I just watched the Killzone trailer and is it just me, or does this game not look at all visually impressive? Maybe it's because I'm not watching it in HD, but it just looks like a slightly better PS3 game to me. And I know I know, it's an early PS4 game, but once again, I don't understand why I should pay $399 for slightly better looking games right now. I couldn't care less about graphics and I still don't. I'm just not seeing the graphics hype, that's all.


----------



## cloud90 (Oct 23, 2012)

arnie said:


> This is why you never buy a launch console. Last gen had all sorts of overheating problems until they finally released the slim version.
> 
> Also, don't forget the wobble!
> 
> ...


I don't see why ppl worring about the wobble. It's no real issue. The bricking broken ps4s is the problem


----------



## cloud90 (Oct 23, 2012)

CrimsonTrigger said:


> I just watched the Killzone trailer and is it just me, or does this game not look at all visually impressive? Maybe it's because I'm not watching it in HD, but it just looks like a slightly better PS3 game to me. And I know I know, it's an early PS4 game, but once again, I don't understand why I should pay $399 for slightly better looking games right now. I couldn't care less about graphics and I still don't. I'm just not seeing the graphics hype, that's all.


 Far More impressive then any game out tbh. And the trailers and most of the gameplay online is the old build. They upgraded the graphics, added effects, and lighting even more since last month.

⁂

Retype the forum thread on the Killzone trailer above, from "Far More impressive" to "since last month.".

** Supplied information **
⁂

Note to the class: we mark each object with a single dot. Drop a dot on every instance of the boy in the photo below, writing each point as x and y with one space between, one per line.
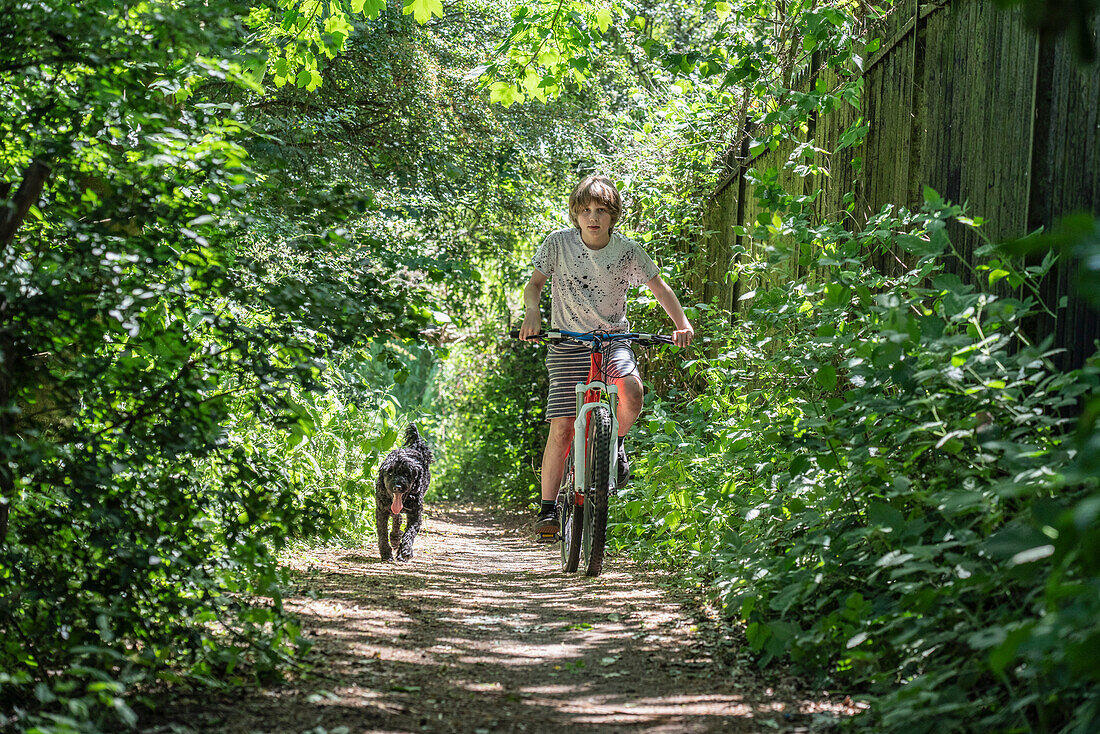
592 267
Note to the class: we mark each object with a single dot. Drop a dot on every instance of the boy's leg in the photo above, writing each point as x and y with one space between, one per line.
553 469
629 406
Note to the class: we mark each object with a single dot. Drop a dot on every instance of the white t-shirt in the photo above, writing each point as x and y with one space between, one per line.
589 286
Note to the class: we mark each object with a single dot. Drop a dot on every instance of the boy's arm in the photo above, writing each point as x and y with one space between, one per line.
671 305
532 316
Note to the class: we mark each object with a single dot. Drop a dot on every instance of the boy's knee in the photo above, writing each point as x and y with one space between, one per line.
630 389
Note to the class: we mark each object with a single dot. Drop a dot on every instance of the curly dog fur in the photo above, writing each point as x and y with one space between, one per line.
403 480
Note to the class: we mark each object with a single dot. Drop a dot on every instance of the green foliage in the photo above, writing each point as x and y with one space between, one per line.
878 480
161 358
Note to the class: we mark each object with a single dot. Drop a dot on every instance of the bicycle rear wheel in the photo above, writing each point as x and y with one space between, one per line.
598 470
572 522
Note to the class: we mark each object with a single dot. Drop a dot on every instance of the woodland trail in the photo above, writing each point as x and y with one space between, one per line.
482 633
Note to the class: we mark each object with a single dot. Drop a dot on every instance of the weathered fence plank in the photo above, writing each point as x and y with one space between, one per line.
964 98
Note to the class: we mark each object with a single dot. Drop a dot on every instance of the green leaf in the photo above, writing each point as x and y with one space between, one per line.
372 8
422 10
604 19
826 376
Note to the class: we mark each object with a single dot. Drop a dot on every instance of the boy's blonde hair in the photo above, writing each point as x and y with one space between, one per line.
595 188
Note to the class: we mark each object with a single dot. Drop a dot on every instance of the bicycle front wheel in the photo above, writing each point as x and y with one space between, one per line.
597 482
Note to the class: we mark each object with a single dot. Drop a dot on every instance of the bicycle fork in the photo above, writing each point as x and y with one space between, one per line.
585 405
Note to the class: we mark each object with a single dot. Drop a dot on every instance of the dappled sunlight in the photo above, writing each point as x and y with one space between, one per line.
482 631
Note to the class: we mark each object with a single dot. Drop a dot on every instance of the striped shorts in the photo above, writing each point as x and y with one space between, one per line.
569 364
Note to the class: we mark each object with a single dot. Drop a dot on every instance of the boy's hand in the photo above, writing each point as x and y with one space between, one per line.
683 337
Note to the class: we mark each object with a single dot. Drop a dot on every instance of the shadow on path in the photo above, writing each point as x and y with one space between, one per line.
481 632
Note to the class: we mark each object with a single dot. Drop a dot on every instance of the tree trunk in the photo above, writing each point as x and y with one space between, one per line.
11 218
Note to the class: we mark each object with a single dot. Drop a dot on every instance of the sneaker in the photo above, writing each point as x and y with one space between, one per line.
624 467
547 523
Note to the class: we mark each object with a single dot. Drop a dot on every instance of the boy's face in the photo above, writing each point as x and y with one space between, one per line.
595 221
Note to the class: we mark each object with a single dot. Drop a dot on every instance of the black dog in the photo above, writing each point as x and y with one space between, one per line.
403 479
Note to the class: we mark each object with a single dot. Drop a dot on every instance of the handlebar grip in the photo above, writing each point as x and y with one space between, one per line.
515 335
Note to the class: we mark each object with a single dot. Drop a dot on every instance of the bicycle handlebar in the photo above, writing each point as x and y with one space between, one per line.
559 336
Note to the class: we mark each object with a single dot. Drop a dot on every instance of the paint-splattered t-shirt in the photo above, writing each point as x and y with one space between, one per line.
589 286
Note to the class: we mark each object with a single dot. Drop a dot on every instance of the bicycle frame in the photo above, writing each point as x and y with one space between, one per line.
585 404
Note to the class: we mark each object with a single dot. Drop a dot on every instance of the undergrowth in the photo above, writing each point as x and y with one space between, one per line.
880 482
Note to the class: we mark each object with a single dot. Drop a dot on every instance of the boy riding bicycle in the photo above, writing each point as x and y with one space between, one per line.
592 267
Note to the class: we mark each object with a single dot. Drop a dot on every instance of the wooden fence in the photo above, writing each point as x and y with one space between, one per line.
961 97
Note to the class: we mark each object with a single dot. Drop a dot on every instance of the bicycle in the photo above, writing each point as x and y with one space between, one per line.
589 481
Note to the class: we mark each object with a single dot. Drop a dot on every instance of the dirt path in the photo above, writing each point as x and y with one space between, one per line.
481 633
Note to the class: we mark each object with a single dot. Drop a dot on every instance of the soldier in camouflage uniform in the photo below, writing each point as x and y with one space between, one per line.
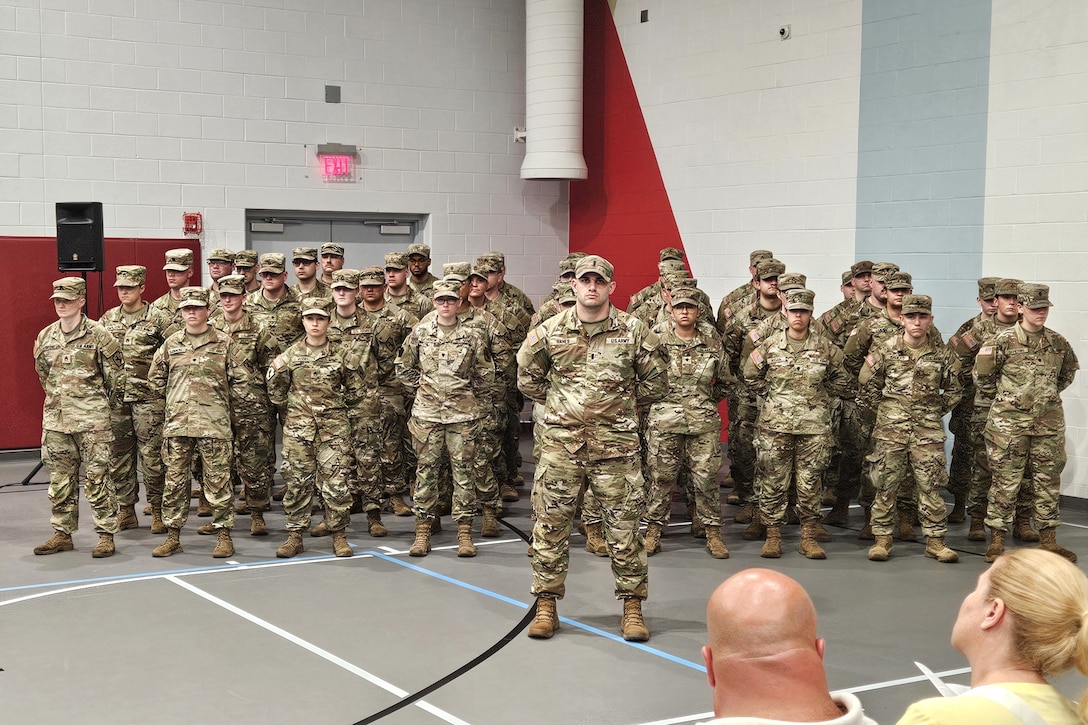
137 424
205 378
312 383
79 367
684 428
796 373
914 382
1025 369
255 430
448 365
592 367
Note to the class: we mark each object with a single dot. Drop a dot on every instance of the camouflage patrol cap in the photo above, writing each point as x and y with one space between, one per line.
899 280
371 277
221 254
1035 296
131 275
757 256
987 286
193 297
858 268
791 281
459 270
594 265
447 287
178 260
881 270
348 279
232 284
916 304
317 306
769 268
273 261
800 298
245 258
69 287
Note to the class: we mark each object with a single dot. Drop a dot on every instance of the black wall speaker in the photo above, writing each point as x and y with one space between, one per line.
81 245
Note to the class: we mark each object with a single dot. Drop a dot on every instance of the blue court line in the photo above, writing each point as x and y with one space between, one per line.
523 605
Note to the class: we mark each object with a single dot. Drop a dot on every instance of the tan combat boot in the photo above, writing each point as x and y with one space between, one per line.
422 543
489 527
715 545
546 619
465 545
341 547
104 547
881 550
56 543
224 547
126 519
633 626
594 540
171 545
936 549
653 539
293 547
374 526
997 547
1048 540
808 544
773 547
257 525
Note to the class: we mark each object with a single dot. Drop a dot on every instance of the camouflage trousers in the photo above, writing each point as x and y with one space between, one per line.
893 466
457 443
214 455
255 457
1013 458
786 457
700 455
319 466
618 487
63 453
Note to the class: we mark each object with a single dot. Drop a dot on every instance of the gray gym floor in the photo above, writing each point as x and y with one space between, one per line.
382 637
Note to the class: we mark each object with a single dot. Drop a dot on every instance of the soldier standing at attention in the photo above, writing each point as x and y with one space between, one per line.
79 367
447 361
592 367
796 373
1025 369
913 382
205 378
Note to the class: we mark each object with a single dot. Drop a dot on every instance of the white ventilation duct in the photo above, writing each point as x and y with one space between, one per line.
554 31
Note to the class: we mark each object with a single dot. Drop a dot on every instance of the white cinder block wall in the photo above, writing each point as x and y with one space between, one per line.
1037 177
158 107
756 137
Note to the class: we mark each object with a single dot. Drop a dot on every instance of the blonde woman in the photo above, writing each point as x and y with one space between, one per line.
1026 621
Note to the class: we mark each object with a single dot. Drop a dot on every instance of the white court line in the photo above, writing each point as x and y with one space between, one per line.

⁂

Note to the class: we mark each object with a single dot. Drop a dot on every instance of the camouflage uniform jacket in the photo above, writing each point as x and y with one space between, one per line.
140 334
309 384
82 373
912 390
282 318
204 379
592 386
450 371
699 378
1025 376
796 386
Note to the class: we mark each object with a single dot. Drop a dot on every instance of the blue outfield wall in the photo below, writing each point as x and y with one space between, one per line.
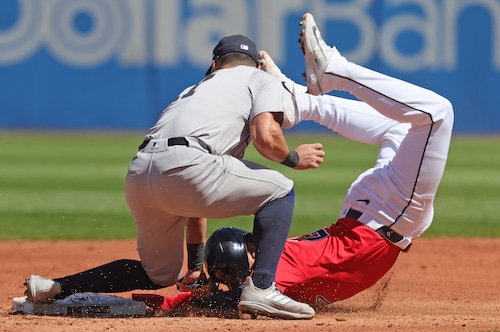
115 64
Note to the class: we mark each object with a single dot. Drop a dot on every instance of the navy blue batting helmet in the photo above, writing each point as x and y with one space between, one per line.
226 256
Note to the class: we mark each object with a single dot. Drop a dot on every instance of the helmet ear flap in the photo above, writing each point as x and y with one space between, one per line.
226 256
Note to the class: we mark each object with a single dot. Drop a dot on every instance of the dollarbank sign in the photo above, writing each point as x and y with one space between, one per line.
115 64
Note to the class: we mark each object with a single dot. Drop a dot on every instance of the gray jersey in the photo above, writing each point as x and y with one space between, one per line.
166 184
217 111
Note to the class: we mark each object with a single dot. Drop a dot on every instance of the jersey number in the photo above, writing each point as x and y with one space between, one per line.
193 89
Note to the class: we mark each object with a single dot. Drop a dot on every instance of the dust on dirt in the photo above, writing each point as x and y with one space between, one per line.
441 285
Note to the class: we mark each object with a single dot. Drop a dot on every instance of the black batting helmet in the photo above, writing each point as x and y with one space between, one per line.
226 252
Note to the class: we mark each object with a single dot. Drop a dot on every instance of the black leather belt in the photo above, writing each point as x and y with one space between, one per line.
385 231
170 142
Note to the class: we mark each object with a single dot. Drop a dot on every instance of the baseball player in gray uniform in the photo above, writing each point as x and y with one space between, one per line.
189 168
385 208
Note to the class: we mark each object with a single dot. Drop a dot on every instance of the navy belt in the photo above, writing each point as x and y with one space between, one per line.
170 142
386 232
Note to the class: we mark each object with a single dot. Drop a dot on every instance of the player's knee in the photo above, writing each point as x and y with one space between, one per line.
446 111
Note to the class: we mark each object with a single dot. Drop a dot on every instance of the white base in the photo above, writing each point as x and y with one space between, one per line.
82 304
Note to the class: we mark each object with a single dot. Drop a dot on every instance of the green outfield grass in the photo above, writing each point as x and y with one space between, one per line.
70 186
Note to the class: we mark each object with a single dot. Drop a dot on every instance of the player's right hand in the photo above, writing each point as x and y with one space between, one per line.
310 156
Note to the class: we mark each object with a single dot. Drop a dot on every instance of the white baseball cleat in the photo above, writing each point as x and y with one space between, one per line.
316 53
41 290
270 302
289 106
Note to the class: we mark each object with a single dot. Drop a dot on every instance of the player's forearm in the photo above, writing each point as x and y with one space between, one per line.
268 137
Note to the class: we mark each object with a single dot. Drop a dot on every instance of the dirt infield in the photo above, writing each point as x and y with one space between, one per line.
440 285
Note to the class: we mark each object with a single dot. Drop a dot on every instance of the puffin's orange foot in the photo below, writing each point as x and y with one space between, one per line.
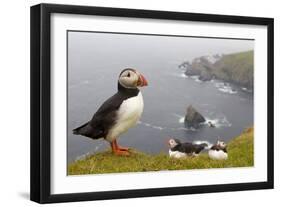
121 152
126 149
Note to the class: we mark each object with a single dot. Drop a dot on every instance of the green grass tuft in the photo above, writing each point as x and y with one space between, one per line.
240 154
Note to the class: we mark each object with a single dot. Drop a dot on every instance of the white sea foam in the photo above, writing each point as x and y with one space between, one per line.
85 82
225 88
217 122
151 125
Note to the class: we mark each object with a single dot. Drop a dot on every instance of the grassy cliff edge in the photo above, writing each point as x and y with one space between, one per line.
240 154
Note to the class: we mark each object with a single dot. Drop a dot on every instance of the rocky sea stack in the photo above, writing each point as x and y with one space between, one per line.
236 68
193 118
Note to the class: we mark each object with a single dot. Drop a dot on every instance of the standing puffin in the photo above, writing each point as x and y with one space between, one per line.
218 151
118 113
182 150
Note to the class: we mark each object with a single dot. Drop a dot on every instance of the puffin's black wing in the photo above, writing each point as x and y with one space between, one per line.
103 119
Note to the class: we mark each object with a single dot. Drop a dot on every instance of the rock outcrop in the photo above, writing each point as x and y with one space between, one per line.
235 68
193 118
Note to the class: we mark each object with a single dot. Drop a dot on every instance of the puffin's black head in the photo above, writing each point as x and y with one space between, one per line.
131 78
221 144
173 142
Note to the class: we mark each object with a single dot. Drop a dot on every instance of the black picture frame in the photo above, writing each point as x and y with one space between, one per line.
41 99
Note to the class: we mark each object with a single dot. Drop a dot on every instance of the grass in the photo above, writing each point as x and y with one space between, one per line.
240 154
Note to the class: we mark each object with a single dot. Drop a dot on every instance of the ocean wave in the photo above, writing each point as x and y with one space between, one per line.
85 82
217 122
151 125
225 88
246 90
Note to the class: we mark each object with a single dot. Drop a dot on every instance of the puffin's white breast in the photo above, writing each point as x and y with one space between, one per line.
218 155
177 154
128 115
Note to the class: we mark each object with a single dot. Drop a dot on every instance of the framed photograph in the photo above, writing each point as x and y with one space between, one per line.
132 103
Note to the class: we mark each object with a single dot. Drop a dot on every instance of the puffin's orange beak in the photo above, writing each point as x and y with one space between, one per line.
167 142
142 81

⁂

** Full output **
Far More impressive then any game out tbh. And the trailers and most of the gameplay online is the old build. They upgraded the graphics, added effects, and lighting even more since last month.